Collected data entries
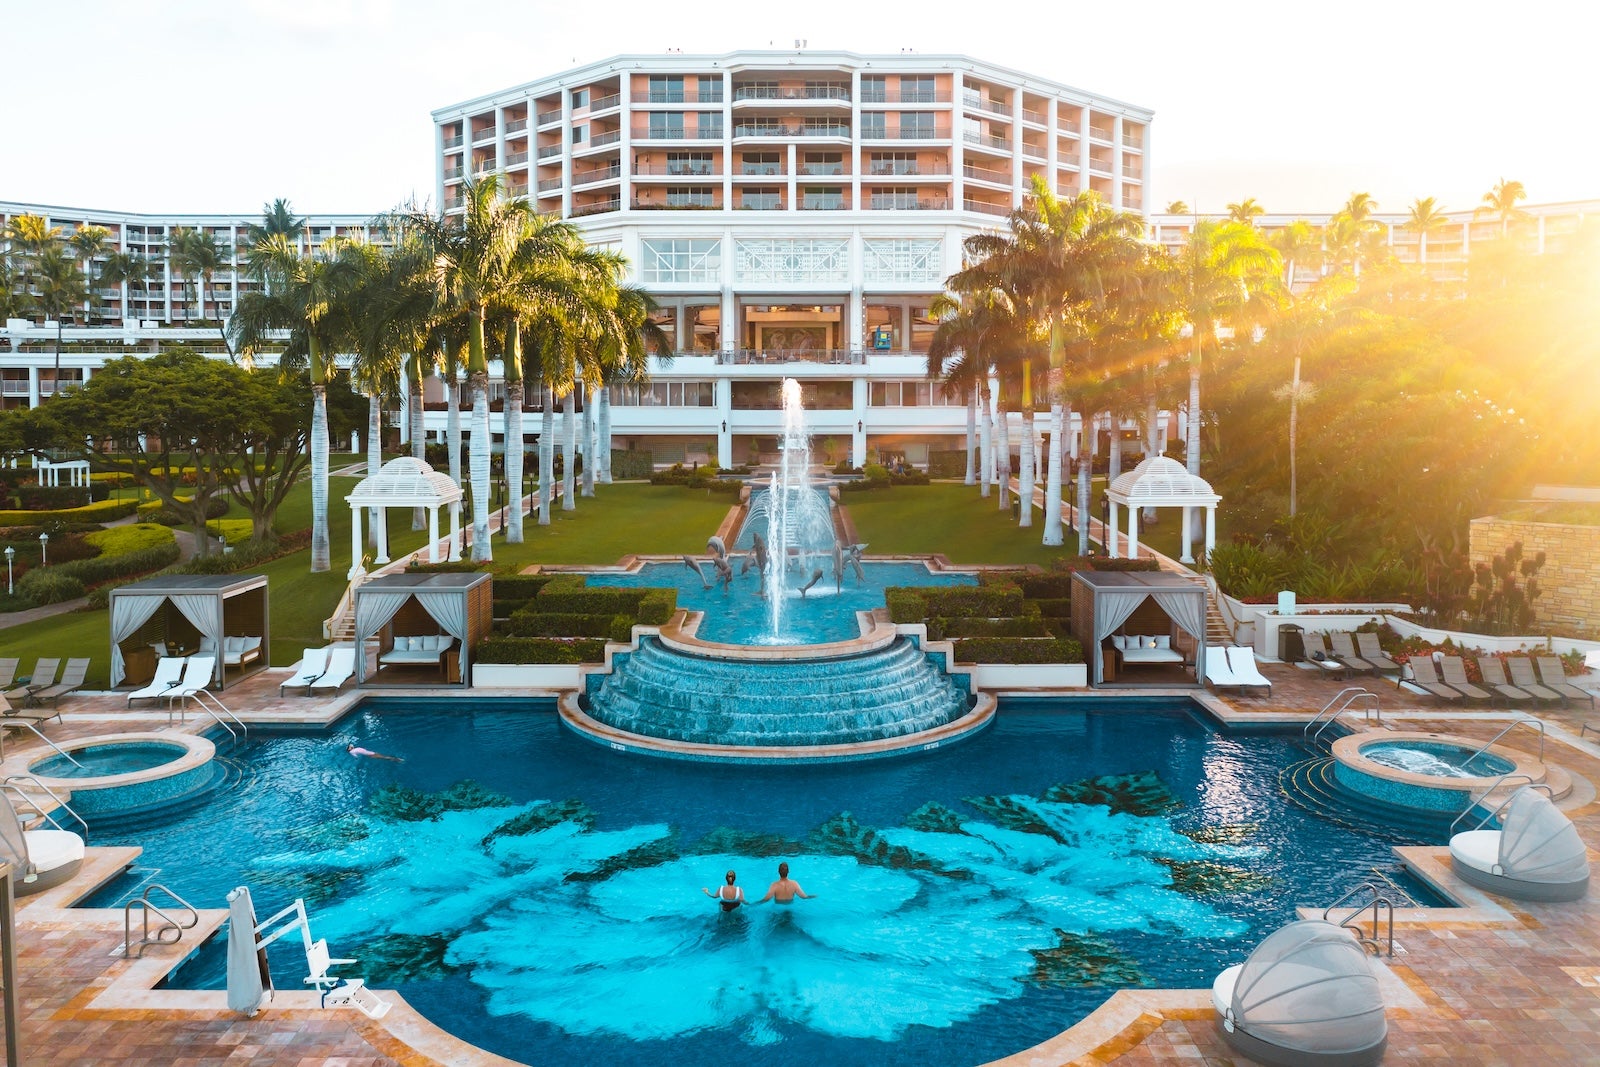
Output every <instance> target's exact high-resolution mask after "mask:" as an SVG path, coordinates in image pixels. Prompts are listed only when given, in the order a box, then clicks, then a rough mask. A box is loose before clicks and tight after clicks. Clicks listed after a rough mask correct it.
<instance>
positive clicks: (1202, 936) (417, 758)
mask: <svg viewBox="0 0 1600 1067" xmlns="http://www.w3.org/2000/svg"><path fill="white" fill-rule="evenodd" d="M1186 707H1187V705H1186V704H1171V702H1168V704H1158V702H1150V701H1130V702H1120V704H1118V705H1107V704H1106V702H1101V701H1096V702H1094V705H1093V709H1088V710H1086V709H1085V702H1082V701H1080V702H1070V701H1006V702H1003V704H1002V712H1000V717H998V721H997V723H995V725H994V726H992V728H990V729H989V731H986V733H984V734H981V736H978V737H974V739H971V741H968V742H966V744H963V745H958V747H955V749H950V750H946V752H931V753H928V755H925V757H918V758H910V760H898V761H890V763H878V765H826V766H808V768H782V766H726V765H704V763H680V761H672V760H643V758H627V757H618V755H614V753H611V752H606V750H603V749H598V747H595V745H592V744H587V742H584V741H581V739H578V737H573V736H570V734H568V733H566V731H563V729H560V726H558V725H557V720H555V715H554V713H552V712H550V710H549V705H547V704H533V702H528V701H498V702H494V701H477V702H466V701H462V702H461V704H459V710H456V707H454V705H453V707H451V709H450V712H448V713H440V710H438V707H437V705H435V704H424V702H416V701H413V702H405V701H381V702H379V701H371V699H370V701H366V702H363V704H362V705H360V707H358V709H357V710H355V712H354V713H352V715H350V717H347V718H346V720H344V721H342V723H341V725H339V726H338V728H336V729H331V731H326V733H320V734H314V736H275V737H267V739H261V741H253V742H251V744H250V758H248V769H246V773H245V776H243V779H242V782H240V784H238V787H237V789H234V790H229V792H227V793H224V795H216V797H213V798H210V800H208V801H205V803H203V805H200V806H197V808H195V809H194V811H192V813H189V814H187V816H184V817H182V819H179V821H173V822H168V824H163V825H157V827H146V829H142V830H128V829H112V830H109V832H98V833H96V843H141V845H144V846H146V856H144V859H142V862H144V864H146V865H154V867H160V869H163V870H162V875H160V878H158V880H160V881H163V883H165V885H170V886H173V888H174V889H176V891H178V893H179V894H182V896H184V897H187V899H190V901H192V902H195V904H198V905H203V907H221V905H222V897H224V894H226V891H227V889H230V888H232V886H234V885H240V883H248V885H250V886H251V889H253V894H254V897H256V905H258V910H259V912H261V913H269V912H272V910H277V909H278V907H280V905H283V904H288V902H290V901H293V897H296V896H304V897H306V899H307V905H309V909H310V913H312V925H314V931H315V934H317V936H318V937H328V939H330V944H331V945H333V947H334V950H336V955H347V957H358V958H360V960H362V961H360V965H357V966H354V968H347V973H350V974H358V976H365V977H366V979H368V982H370V984H373V985H376V987H397V989H398V990H400V992H402V993H403V995H405V997H406V998H408V1000H410V1001H411V1003H413V1005H414V1006H416V1008H418V1009H419V1011H422V1013H424V1014H427V1016H429V1017H430V1019H434V1021H435V1022H438V1024H440V1025H445V1027H446V1029H450V1030H451V1032H453V1033H456V1035H458V1037H462V1038H466V1040H469V1041H474V1043H477V1045H482V1046H485V1048H490V1049H493V1051H496V1053H501V1054H504V1056H510V1057H514V1059H520V1061H525V1062H530V1064H550V1062H578V1061H595V1062H629V1064H661V1065H666V1064H674V1065H677V1064H685V1062H691V1064H702V1062H717V1061H722V1059H734V1061H744V1059H749V1057H752V1056H760V1059H762V1062H766V1064H838V1065H851V1064H862V1065H866V1064H872V1065H878V1064H922V1065H926V1067H960V1065H968V1064H978V1062H984V1061H989V1059H994V1057H998V1056H1003V1054H1010V1053H1014V1051H1019V1049H1022V1048H1027V1046H1030V1045H1034V1043H1037V1041H1040V1040H1045V1038H1048V1037H1051V1035H1054V1033H1056V1032H1059V1030H1062V1029H1066V1027H1067V1025H1070V1024H1072V1022H1074V1021H1075V1019H1078V1017H1082V1016H1083V1014H1086V1013H1088V1011H1091V1009H1093V1008H1094V1006H1098V1005H1099V1003H1101V1001H1104V998H1106V997H1107V995H1109V993H1110V990H1114V989H1117V987H1123V985H1150V987H1203V985H1206V984H1208V982H1210V981H1211V979H1213V977H1214V974H1216V971H1218V969H1219V968H1221V966H1222V965H1224V963H1235V961H1238V960H1242V958H1243V957H1245V955H1246V953H1248V950H1250V947H1253V944H1254V942H1256V939H1259V936H1261V934H1262V933H1264V931H1266V929H1270V928H1274V926H1277V925H1280V923H1283V921H1286V920H1290V918H1293V907H1294V905H1296V904H1301V902H1317V901H1331V897H1333V896H1338V893H1339V891H1342V889H1344V888H1349V886H1350V885H1355V883H1357V881H1362V880H1365V877H1366V873H1368V870H1370V867H1374V865H1376V867H1392V865H1394V861H1392V857H1390V853H1389V841H1384V840H1379V838H1376V837H1368V835H1363V833H1357V832H1350V830H1346V829H1342V827H1338V825H1333V824H1330V822H1323V821H1320V819H1317V817H1314V816H1310V814H1306V813H1302V811H1299V809H1298V808H1293V806H1288V805H1285V803H1283V800H1282V797H1280V793H1278V789H1277V774H1278V769H1280V768H1282V766H1285V765H1286V763H1290V761H1293V760H1294V758H1296V757H1298V755H1299V752H1298V750H1296V749H1294V745H1293V742H1291V739H1290V736H1283V734H1267V736H1237V734H1227V733H1221V731H1218V729H1214V728H1211V726H1210V725H1208V723H1206V721H1203V720H1202V718H1200V717H1198V715H1195V713H1192V712H1189V710H1184V709H1186ZM1294 736H1296V737H1298V733H1296V734H1294ZM352 741H354V742H358V744H362V745H365V747H370V749H374V750H378V752H387V753H394V755H402V757H405V758H406V761H405V763H387V761H376V760H354V758H350V757H349V755H347V753H346V752H344V745H346V744H349V742H352ZM464 779H470V781H472V782H475V785H467V787H462V785H454V784H456V782H461V781H464ZM1091 779H1093V781H1091ZM453 785H454V789H453ZM445 790H448V792H445ZM779 859H787V861H789V862H790V865H792V867H794V870H792V873H794V877H795V878H797V880H798V881H800V883H802V885H803V886H805V888H806V891H808V893H813V894H816V897H818V899H814V901H800V902H797V904H795V905H792V907H787V909H782V907H776V905H765V907H760V909H741V910H738V912H733V913H728V915H722V913H718V912H717V907H715V905H714V904H712V902H710V901H707V899H706V897H704V896H702V894H701V886H715V885H717V883H718V880H720V877H722V872H723V870H726V869H730V867H733V869H736V870H738V873H739V881H741V885H744V886H746V889H747V893H752V896H758V894H760V893H762V891H763V889H765V885H766V883H768V881H770V880H771V878H774V877H776V870H774V869H776V864H778V861H779ZM117 894H118V891H117V888H114V889H112V891H107V893H104V894H101V897H99V899H96V901H93V904H98V905H109V904H112V902H114V901H115V897H117ZM275 949H277V947H275ZM302 968H304V958H302V957H301V955H299V953H298V950H294V949H293V947H288V945H283V952H277V950H275V952H274V969H275V974H277V976H278V984H280V985H283V987H298V984H299V977H301V976H302V974H304V969H302ZM222 969H224V965H222V950H221V947H219V945H213V947H208V949H206V950H205V952H203V953H202V955H200V958H197V960H195V961H194V963H190V965H189V966H186V968H184V969H182V971H179V979H178V981H179V984H186V985H190V987H221V984H222Z"/></svg>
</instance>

• _Written task_
Retype the lines of the data above word for word, leaving out the pictures.

• _Problem solution_
Output every <instance> target's exact high-resolution mask after "mask:" as an SVG path, coordinates in image pixels. Prompts are listed only when given, in the order a box, then clicks, then a rough mask. A box is loose before clicks and tight after clicks. Clicks listed after a rough mask correct it.
<instance>
positive clicks: (1202, 936) (417, 758)
mask: <svg viewBox="0 0 1600 1067" xmlns="http://www.w3.org/2000/svg"><path fill="white" fill-rule="evenodd" d="M1186 707H1187V705H1186V704H1171V702H1168V704H1158V702H1150V701H1130V702H1120V704H1118V705H1107V704H1106V702H1101V701H1096V702H1094V705H1093V709H1088V710H1086V709H1085V702H1082V701H1080V702H1070V701H1006V702H1003V704H1002V712H1000V717H998V721H997V723H995V725H994V726H992V728H990V729H989V731H986V733H984V734H981V736H978V737H974V739H971V741H968V742H966V744H963V745H958V747H955V749H950V750H946V752H931V753H928V755H925V757H918V758H910V760H898V761H890V763H878V765H826V766H808V768H782V766H726V765H704V763H680V761H672V760H643V758H627V757H618V755H614V753H611V752H606V750H603V749H598V747H595V745H592V744H587V742H584V741H581V739H578V737H573V736H570V734H568V733H566V731H563V729H560V726H558V725H557V720H555V715H554V713H552V712H550V710H549V705H547V704H533V702H528V701H498V702H494V701H477V702H466V701H462V702H461V704H459V710H456V707H454V705H453V707H451V709H450V712H448V713H440V710H438V707H437V705H435V704H424V702H416V701H413V702H405V701H381V702H379V701H371V699H370V701H366V702H363V704H362V705H360V707H358V709H357V710H355V712H354V713H352V715H350V717H347V718H346V720H344V721H342V723H341V725H339V726H338V728H336V729H331V731H326V733H320V734H314V736H275V737H267V739H261V741H253V742H251V744H250V758H248V769H246V773H245V776H243V779H242V782H240V784H238V787H237V789H234V790H229V792H227V793H224V795H216V797H213V798H210V800H208V801H205V803H203V805H200V806H197V808H195V809H194V811H192V813H189V814H187V816H184V817H182V819H179V821H173V822H168V824H163V825H157V827H146V829H142V830H128V829H112V830H109V832H98V833H96V843H141V845H144V846H146V856H144V859H142V862H144V864H146V865H154V867H160V869H163V870H162V875H160V878H158V880H160V881H163V883H165V885H170V886H173V888H174V889H176V891H178V893H179V894H182V896H184V897H187V899H190V901H192V902H195V904H198V905H203V907H221V905H222V897H224V894H226V891H227V889H230V888H232V886H234V885H240V883H248V885H250V886H251V889H253V894H254V897H256V905H258V910H259V912H261V913H269V912H272V910H277V909H278V907H280V905H283V904H288V902H290V901H293V897H296V896H304V897H306V899H307V905H309V909H310V913H312V925H314V931H315V934H317V936H318V937H328V939H330V944H331V945H333V947H334V950H336V955H347V957H358V958H360V960H362V961H360V965H357V966H354V968H347V973H350V974H358V976H365V977H366V979H368V982H370V984H373V985H376V987H397V989H398V990H400V992H402V993H403V995H405V997H406V998H408V1000H410V1001H411V1003H413V1005H414V1006H416V1008H418V1009H419V1011H422V1013H424V1014H427V1016H429V1017H430V1019H434V1021H435V1022H438V1024H440V1025H445V1027H446V1029H450V1030H451V1032H453V1033H456V1035H458V1037H462V1038H466V1040H469V1041H474V1043H477V1045H482V1046H485V1048H490V1049H493V1051H496V1053H501V1054H504V1056H510V1057H514V1059H520V1061H525V1062H530V1064H550V1062H578V1061H595V1062H629V1064H661V1065H666V1064H674V1065H677V1064H685V1062H691V1064H702V1062H717V1061H722V1059H734V1061H744V1059H749V1057H752V1056H760V1059H762V1062H766V1064H838V1065H851V1064H862V1065H866V1064H872V1065H878V1064H922V1065H926V1067H960V1065H968V1064H978V1062H984V1061H989V1059H994V1057H998V1056H1003V1054H1010V1053H1014V1051H1019V1049H1022V1048H1027V1046H1030V1045H1034V1043H1037V1041H1040V1040H1045V1038H1048V1037H1051V1035H1054V1033H1056V1032H1059V1030H1062V1029H1066V1027H1067V1025H1070V1024H1072V1022H1074V1021H1075V1019H1078V1017H1082V1016H1083V1014H1086V1013H1088V1011H1091V1009H1093V1008H1094V1006H1098V1005H1099V1003H1101V1001H1104V998H1106V997H1107V995H1109V993H1110V990H1114V989H1117V987H1123V985H1150V987H1203V985H1206V984H1208V982H1210V981H1211V979H1213V977H1214V974H1216V971H1218V969H1219V968H1221V966H1222V965H1224V963H1235V961H1238V960H1242V958H1243V957H1245V955H1246V953H1248V950H1250V947H1253V944H1254V942H1256V939H1259V936H1261V934H1262V933H1264V931H1266V929H1270V928H1274V926H1277V925H1280V923H1283V921H1286V920H1290V918H1293V907H1294V905H1296V904H1301V902H1317V901H1331V897H1333V896H1338V893H1339V891H1342V889H1344V888H1349V886H1350V885H1355V883H1357V881H1362V880H1365V877H1366V873H1368V870H1370V867H1374V865H1376V867H1392V865H1394V861H1392V857H1390V853H1389V841H1384V840H1379V838H1376V837H1368V835H1363V833H1357V832H1350V830H1346V829H1342V827H1338V825H1333V824H1330V822H1323V821H1320V819H1317V817H1314V816H1310V814H1306V813H1302V811H1299V809H1298V808H1293V806H1288V805H1285V803H1283V800H1282V797H1280V793H1278V789H1277V774H1278V769H1280V768H1282V766H1285V765H1286V763H1290V761H1293V760H1294V758H1296V757H1298V755H1299V752H1298V750H1296V749H1294V745H1293V742H1291V739H1290V736H1283V734H1267V736H1237V734H1227V733H1221V731H1218V729H1214V728H1211V726H1210V725H1208V723H1206V721H1203V720H1202V718H1200V717H1198V715H1195V713H1192V712H1189V710H1184V709H1186ZM1294 736H1296V737H1298V733H1296V734H1294ZM352 741H354V742H358V744H362V745H365V747H370V749H374V750H378V752H387V753H394V755H402V757H405V758H406V761H405V763H387V761H376V760H354V758H350V757H349V755H347V753H346V752H344V745H346V744H349V742H352ZM464 779H470V781H472V782H475V785H467V787H462V785H454V784H456V782H461V781H464ZM1091 779H1093V781H1091ZM453 785H454V789H453ZM445 790H448V792H445ZM779 859H787V861H789V862H790V865H792V867H794V870H792V873H794V877H795V878H797V880H798V881H800V883H802V885H803V886H805V888H806V891H808V893H813V894H816V897H818V899H814V901H800V902H797V904H795V905H792V907H787V909H782V907H776V905H765V907H760V909H741V910H738V912H733V913H728V915H722V913H718V912H717V907H715V905H714V904H712V902H710V901H707V899H706V897H704V896H702V894H701V886H715V885H717V883H718V880H720V877H722V872H723V870H726V869H730V867H733V869H736V870H738V873H739V881H741V885H744V886H746V889H747V893H752V896H758V894H760V893H762V891H763V889H765V885H766V883H768V881H770V880H771V878H774V877H776V870H774V869H776V864H778V861H779ZM117 894H118V891H117V888H114V889H112V891H107V893H104V894H101V897H99V899H96V901H93V904H98V905H109V904H112V902H114V901H115V897H117ZM275 949H277V947H275ZM302 968H304V958H302V957H301V955H299V953H298V950H294V949H293V947H288V945H283V952H277V950H275V952H274V969H275V974H277V976H278V984H280V985H283V987H298V984H299V977H301V976H302V974H304V969H302ZM222 969H224V965H222V950H221V947H219V945H213V947H208V949H206V950H205V952H203V953H202V955H200V958H197V960H195V961H194V963H190V965H189V966H186V968H184V969H182V971H179V979H178V981H179V984H186V985H190V987H221V984H222Z"/></svg>
</instance>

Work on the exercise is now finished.